Records to process:
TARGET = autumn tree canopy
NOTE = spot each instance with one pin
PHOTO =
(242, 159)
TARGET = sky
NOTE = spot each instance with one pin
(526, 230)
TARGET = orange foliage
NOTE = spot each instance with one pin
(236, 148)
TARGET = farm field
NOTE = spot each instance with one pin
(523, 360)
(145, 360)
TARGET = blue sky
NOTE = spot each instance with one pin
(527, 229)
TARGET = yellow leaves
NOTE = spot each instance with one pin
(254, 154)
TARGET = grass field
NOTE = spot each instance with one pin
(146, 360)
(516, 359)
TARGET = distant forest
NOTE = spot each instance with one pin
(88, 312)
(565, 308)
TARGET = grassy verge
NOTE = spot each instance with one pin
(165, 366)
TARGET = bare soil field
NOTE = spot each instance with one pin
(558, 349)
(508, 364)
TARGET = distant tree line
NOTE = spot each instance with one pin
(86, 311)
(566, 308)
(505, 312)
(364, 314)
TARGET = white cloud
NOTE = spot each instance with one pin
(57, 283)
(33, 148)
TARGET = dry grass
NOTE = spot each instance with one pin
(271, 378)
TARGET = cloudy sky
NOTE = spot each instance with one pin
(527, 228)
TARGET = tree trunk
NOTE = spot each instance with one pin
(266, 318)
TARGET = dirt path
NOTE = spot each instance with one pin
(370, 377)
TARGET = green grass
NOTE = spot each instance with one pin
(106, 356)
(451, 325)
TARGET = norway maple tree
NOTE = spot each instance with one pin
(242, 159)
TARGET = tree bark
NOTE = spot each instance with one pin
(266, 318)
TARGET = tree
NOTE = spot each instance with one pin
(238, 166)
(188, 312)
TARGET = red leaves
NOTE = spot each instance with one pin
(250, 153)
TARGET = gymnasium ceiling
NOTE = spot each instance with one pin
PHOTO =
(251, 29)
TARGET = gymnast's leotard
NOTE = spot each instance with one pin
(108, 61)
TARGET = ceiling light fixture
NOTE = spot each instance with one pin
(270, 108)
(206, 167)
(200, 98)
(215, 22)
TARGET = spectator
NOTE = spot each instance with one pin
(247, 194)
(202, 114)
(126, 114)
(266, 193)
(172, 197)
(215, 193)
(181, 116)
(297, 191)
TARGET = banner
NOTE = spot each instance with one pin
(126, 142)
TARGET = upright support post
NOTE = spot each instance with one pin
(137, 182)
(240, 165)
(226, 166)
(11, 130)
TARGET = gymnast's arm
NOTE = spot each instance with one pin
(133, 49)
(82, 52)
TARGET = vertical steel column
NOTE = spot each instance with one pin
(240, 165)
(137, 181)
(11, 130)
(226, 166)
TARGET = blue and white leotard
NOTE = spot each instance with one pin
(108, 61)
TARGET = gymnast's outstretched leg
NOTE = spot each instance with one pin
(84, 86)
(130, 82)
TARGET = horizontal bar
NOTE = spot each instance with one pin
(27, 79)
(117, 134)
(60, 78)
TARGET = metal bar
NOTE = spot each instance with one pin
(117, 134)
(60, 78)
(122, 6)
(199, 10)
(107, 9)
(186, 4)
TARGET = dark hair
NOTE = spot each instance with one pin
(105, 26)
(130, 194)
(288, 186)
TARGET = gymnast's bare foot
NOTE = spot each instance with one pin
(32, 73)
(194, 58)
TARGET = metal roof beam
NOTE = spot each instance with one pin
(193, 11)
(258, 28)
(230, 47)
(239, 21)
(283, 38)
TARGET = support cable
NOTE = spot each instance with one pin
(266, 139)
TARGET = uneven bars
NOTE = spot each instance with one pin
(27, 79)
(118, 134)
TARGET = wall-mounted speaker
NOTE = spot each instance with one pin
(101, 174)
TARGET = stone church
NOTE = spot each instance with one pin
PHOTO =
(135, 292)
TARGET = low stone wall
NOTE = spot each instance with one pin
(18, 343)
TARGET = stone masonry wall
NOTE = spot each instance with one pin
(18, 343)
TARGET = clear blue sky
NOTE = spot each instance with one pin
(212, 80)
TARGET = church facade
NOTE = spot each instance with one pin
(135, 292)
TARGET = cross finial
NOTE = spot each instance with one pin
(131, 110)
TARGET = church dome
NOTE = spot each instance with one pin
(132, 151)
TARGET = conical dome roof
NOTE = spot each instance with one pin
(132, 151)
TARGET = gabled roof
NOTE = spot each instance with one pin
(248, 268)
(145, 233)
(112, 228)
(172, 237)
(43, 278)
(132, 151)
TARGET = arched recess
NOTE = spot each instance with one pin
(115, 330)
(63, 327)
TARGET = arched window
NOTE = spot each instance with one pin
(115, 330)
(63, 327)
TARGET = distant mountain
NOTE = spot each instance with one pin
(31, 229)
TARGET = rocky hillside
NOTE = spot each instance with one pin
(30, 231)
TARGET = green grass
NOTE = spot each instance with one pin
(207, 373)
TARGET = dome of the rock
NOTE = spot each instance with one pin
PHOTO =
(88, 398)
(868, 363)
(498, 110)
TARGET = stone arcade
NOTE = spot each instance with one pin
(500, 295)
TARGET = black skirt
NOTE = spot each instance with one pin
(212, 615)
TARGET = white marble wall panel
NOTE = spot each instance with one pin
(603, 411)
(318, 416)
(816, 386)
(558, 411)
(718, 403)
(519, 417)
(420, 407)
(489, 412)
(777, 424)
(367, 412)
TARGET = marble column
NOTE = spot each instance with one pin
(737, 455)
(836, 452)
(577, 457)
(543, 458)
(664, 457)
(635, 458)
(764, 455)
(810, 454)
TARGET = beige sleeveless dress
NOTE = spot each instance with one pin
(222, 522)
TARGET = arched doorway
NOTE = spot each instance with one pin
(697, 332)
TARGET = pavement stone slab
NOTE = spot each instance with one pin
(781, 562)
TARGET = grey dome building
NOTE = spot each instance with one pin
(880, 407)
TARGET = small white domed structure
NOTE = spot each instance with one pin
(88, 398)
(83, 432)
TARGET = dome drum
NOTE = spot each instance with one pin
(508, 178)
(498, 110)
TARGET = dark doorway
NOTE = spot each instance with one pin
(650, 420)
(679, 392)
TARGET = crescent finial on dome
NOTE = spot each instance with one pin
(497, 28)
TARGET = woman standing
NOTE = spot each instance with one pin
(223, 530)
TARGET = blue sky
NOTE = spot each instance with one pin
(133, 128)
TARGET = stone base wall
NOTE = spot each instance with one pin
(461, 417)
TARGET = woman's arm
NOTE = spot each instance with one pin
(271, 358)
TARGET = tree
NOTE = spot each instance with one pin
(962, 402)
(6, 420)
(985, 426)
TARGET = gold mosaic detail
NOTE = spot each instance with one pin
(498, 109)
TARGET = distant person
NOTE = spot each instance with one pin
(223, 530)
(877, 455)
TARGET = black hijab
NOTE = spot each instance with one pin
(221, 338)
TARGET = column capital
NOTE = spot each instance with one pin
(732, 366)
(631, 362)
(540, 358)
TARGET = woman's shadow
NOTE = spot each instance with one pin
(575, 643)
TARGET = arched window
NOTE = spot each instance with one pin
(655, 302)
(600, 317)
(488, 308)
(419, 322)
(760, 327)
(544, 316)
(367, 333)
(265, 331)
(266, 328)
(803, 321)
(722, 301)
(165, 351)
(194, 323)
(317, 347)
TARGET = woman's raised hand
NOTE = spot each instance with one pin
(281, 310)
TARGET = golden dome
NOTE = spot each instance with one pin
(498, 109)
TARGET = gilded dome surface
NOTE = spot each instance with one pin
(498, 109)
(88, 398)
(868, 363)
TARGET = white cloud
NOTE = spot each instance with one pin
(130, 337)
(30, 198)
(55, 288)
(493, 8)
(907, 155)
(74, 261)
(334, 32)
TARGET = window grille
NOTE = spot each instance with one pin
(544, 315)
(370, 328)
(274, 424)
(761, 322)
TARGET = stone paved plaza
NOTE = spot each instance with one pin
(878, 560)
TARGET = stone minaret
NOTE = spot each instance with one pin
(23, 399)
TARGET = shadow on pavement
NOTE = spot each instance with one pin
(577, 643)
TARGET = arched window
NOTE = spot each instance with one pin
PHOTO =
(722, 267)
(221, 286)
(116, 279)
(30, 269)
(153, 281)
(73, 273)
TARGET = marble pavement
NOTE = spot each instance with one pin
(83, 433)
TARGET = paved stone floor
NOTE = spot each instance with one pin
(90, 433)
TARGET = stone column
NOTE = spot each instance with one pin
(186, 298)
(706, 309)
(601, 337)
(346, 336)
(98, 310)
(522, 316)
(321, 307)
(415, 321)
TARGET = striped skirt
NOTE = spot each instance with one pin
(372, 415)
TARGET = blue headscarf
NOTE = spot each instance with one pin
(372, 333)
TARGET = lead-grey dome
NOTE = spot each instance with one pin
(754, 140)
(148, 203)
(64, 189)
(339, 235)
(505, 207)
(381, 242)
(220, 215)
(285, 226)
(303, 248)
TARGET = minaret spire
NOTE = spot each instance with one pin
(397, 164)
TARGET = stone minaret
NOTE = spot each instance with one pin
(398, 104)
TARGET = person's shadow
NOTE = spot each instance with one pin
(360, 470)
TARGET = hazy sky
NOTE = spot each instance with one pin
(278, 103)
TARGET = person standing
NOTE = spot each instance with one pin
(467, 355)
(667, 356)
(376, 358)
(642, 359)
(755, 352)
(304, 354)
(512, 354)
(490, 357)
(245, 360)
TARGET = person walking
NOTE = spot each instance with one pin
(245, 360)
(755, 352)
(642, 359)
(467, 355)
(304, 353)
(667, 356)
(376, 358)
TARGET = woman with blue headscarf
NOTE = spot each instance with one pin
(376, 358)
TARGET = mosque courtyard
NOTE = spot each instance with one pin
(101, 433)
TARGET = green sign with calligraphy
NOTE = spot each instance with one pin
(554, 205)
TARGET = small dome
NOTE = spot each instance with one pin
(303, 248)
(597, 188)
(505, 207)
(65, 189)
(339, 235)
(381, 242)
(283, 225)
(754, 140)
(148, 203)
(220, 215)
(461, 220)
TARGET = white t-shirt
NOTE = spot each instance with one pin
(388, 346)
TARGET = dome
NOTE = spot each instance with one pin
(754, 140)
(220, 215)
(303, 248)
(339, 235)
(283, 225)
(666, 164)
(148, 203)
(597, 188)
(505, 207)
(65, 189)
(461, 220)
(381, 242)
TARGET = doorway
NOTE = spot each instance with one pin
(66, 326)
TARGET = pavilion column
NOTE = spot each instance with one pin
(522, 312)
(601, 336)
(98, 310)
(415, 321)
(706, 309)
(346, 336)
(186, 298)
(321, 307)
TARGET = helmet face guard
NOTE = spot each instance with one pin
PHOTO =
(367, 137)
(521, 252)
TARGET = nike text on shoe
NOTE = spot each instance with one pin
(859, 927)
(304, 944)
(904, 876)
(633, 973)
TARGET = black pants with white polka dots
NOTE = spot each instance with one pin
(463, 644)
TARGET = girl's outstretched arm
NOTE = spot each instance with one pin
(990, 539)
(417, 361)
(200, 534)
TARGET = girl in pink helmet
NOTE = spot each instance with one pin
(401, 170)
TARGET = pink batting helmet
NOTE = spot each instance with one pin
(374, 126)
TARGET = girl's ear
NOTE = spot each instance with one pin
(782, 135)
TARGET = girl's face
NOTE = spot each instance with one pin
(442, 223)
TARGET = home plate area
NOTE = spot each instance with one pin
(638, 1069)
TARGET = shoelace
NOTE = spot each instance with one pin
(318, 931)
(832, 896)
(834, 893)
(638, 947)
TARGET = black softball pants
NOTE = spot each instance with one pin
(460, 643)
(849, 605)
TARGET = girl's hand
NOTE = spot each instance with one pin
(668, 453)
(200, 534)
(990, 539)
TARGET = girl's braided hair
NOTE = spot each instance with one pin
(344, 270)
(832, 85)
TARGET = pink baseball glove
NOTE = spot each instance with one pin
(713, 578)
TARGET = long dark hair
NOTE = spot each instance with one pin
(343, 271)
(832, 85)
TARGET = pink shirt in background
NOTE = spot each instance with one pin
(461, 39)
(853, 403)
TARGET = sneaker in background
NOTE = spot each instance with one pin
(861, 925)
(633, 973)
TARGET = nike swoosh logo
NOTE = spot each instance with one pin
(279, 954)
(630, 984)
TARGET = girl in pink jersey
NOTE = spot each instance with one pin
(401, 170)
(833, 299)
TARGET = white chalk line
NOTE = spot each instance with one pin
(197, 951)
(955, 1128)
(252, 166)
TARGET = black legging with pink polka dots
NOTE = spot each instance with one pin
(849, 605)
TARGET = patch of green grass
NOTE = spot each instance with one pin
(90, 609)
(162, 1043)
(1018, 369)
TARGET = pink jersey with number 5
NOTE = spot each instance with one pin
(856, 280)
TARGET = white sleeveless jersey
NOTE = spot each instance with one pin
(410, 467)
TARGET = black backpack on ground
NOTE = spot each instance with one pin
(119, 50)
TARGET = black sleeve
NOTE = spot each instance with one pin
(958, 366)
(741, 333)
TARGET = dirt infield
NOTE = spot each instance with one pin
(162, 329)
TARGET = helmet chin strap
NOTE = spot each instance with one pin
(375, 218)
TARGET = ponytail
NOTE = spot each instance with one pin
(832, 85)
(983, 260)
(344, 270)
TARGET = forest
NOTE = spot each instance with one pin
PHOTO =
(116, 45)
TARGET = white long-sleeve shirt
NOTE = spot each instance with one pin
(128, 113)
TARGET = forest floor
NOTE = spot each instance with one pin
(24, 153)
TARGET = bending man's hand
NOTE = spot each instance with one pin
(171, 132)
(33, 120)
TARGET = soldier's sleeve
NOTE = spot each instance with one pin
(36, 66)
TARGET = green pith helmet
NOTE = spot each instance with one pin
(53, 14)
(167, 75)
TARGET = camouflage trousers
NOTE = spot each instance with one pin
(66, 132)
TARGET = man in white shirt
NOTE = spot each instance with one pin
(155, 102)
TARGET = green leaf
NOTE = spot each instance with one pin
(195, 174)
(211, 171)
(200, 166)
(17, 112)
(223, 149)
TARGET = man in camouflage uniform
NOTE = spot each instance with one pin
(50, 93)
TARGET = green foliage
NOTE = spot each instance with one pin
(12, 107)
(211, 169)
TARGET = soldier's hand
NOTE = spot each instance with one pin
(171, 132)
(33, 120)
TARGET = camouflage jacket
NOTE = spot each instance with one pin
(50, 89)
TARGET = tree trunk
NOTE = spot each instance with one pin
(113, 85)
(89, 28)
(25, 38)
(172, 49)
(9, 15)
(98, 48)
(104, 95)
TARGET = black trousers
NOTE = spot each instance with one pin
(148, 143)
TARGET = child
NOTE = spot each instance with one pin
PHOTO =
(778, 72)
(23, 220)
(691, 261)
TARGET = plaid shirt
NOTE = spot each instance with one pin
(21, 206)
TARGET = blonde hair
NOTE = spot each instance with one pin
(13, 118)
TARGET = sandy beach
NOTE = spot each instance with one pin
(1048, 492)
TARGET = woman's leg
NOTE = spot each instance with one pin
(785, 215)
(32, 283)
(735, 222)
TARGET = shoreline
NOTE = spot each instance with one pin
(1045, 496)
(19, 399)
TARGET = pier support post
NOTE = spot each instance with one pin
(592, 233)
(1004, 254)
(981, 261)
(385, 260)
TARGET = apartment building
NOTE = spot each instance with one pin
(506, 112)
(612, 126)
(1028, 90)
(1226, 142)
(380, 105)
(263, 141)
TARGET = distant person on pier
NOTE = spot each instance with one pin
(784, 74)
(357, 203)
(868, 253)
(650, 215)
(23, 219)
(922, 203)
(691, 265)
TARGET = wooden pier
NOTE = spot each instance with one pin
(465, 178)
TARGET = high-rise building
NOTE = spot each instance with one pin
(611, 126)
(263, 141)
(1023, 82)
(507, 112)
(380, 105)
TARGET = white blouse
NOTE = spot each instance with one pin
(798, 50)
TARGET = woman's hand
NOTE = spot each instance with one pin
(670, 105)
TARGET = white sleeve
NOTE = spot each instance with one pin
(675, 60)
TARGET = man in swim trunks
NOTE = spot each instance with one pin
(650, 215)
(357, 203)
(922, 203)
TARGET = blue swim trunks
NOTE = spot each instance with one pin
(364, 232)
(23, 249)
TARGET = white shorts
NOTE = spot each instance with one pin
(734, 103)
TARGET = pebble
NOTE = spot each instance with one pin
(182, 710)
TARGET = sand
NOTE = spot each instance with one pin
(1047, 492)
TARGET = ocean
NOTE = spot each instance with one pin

To do: Search the data for "support". Copy every line that has it.

Reply:
TARGET = upright support post
TARGET = support cable
TARGET = pier support post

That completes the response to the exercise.